(Rows from a pointing dataset)
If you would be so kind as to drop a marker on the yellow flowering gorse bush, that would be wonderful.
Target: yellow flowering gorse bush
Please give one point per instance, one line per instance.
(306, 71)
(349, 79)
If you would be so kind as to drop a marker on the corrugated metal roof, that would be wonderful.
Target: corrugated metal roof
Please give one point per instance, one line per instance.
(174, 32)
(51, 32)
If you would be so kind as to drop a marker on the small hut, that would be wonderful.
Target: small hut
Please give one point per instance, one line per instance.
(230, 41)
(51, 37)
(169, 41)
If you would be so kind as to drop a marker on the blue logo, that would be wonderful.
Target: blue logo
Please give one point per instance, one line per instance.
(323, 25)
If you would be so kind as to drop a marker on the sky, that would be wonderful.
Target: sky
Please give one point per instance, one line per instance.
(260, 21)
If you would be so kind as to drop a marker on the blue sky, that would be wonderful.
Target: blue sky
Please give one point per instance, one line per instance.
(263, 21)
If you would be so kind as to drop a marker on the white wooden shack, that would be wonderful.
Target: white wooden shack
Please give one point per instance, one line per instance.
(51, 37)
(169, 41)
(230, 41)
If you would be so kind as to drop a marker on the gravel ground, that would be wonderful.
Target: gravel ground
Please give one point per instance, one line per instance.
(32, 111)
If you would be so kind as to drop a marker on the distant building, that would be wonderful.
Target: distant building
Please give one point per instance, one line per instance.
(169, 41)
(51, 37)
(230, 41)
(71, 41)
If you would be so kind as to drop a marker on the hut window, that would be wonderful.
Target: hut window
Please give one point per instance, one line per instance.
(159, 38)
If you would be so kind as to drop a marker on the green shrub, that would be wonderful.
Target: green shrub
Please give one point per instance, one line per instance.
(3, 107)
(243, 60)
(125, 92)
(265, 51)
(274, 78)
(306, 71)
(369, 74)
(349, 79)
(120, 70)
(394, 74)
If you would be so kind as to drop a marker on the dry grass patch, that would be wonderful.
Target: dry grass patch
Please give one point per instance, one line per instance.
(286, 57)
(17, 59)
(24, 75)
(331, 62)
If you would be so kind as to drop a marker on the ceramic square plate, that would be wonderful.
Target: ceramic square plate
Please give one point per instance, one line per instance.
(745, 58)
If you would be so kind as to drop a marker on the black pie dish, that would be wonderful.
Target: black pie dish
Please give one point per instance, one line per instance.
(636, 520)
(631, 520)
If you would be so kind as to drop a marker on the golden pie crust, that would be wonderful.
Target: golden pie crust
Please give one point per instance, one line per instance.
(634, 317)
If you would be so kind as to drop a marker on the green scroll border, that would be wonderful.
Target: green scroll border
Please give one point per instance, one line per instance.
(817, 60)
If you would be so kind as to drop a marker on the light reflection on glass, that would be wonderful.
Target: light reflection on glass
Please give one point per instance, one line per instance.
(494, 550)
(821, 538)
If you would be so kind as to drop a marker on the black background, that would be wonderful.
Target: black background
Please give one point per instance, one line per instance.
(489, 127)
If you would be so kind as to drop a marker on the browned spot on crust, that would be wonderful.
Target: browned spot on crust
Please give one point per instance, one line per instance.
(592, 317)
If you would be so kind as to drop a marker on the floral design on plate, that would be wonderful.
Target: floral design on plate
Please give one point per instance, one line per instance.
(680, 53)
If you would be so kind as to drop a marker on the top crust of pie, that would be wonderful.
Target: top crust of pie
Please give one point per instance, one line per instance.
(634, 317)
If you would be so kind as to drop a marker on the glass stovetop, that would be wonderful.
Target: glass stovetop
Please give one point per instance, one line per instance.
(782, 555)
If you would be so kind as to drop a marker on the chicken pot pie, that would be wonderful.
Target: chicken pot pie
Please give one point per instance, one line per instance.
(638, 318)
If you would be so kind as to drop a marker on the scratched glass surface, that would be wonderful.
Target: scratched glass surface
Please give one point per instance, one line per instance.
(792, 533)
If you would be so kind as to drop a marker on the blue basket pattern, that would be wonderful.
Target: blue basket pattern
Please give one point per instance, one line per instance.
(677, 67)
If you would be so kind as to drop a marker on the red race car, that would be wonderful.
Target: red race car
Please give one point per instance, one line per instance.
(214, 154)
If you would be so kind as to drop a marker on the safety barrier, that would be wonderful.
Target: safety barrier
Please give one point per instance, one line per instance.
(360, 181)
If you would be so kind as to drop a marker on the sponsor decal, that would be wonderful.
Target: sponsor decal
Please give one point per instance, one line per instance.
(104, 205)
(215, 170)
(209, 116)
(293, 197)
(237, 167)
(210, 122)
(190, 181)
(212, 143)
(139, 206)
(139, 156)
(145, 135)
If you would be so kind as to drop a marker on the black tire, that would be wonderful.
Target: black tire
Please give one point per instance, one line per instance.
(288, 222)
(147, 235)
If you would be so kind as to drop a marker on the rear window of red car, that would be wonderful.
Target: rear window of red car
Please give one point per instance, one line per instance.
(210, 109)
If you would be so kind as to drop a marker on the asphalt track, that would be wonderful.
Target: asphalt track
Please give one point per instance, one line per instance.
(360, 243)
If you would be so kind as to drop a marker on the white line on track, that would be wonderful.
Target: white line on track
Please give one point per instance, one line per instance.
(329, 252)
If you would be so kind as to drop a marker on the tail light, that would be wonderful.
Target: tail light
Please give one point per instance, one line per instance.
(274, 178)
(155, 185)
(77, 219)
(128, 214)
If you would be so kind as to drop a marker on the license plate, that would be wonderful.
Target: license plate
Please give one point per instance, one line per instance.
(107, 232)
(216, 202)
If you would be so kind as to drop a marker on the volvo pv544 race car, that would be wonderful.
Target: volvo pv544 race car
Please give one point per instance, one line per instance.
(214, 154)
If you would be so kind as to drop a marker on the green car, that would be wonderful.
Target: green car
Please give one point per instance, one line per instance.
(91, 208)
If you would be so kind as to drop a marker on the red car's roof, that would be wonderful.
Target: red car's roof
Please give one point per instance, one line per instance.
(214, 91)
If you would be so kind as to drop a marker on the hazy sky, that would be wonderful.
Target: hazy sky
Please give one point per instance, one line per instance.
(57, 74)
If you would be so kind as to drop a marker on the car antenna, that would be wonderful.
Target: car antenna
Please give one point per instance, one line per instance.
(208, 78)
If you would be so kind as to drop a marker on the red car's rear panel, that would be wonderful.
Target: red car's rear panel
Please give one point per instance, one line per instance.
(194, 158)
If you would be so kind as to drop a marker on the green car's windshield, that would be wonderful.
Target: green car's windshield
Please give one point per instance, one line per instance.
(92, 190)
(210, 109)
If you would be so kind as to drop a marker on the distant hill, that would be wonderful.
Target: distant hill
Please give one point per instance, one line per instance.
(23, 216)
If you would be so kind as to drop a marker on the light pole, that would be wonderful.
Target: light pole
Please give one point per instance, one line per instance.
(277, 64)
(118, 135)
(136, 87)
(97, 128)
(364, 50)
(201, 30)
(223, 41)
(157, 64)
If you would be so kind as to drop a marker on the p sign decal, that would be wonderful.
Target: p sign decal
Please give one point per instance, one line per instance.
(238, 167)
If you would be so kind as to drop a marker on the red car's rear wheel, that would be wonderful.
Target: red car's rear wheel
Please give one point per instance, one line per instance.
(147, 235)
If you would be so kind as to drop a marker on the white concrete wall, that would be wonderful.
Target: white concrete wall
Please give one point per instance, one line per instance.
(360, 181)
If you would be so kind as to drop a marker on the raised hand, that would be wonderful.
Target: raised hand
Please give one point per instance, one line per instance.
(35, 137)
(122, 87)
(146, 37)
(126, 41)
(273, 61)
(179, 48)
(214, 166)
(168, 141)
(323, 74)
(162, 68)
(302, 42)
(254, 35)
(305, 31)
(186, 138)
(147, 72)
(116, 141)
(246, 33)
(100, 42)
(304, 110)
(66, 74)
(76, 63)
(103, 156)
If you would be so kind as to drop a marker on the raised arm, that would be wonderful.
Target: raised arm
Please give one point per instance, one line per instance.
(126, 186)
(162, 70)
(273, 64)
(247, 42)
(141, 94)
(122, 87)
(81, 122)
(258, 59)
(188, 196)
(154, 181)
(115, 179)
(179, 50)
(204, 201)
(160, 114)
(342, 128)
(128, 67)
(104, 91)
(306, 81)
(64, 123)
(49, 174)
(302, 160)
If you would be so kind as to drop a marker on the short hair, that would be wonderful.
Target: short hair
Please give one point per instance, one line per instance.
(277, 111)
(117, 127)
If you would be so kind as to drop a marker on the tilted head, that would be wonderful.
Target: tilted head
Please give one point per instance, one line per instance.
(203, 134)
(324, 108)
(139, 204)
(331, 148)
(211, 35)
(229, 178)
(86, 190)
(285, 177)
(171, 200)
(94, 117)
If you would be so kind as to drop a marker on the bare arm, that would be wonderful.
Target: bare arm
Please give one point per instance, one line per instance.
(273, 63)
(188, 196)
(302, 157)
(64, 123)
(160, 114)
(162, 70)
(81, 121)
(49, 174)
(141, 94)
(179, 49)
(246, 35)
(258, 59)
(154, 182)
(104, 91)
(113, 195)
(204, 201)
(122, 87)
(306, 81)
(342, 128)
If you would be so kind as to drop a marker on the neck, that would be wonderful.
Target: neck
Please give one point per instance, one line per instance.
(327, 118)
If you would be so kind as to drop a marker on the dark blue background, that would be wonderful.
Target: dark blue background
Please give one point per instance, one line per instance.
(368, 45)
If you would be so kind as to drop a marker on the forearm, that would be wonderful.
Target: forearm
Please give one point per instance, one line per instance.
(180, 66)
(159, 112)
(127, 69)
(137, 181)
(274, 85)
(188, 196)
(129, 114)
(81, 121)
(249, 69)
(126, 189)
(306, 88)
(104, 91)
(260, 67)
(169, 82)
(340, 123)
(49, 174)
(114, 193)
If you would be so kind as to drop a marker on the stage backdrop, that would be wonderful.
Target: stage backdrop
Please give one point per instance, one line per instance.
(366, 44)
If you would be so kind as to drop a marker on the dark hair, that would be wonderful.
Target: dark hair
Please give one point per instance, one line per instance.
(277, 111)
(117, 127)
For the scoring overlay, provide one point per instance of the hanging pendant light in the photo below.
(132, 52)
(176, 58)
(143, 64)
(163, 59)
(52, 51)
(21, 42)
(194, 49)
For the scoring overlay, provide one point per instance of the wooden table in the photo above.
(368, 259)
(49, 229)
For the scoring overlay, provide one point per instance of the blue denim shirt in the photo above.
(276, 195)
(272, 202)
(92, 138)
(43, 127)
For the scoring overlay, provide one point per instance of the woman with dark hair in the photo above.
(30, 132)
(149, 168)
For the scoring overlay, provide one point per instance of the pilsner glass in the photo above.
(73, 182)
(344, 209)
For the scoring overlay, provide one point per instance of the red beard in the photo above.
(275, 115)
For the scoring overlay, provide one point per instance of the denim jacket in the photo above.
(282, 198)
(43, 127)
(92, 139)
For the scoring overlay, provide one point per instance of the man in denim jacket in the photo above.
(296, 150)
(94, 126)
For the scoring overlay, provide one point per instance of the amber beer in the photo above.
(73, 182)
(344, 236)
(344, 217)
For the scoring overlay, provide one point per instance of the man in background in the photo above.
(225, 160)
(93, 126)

• _WHAT YOU ARE ASKED TO DO_:
Find the line containing "table in the photo above." in the material above. Print it and every line after it through the end, exactly and only those.

• _SOLVED EXERCISE_:
For the scoring overlay, provide one point per instance of the wooden table in the photo above.
(368, 259)
(49, 229)
For the scoring overlay, provide one point per instance of the blue denim shirt in the photo above.
(276, 195)
(272, 202)
(92, 138)
(43, 127)
For the scoring overlay, provide one point per instance of the woman with dark hair in the photo above.
(30, 132)
(149, 168)
For the scoring overlay, provide one point per instance of the pilsner glass in the photo above.
(73, 182)
(344, 209)
For the scoring overlay, provide one point per instance of the red beard in the photo above.
(275, 115)
For the scoring overlay, provide one point per instance of the denim jacket in the photo above.
(282, 198)
(43, 127)
(92, 139)
For the scoring overlay, provide one point per instance of the man in denim jacket in the photo above.
(296, 150)
(94, 126)
For the scoring overlay, provide one point per instance of the amber beer in the photo above.
(73, 182)
(344, 236)
(344, 217)
For the scoring overlay, provide one point per instance of the man in background in the photo above.
(225, 160)
(93, 126)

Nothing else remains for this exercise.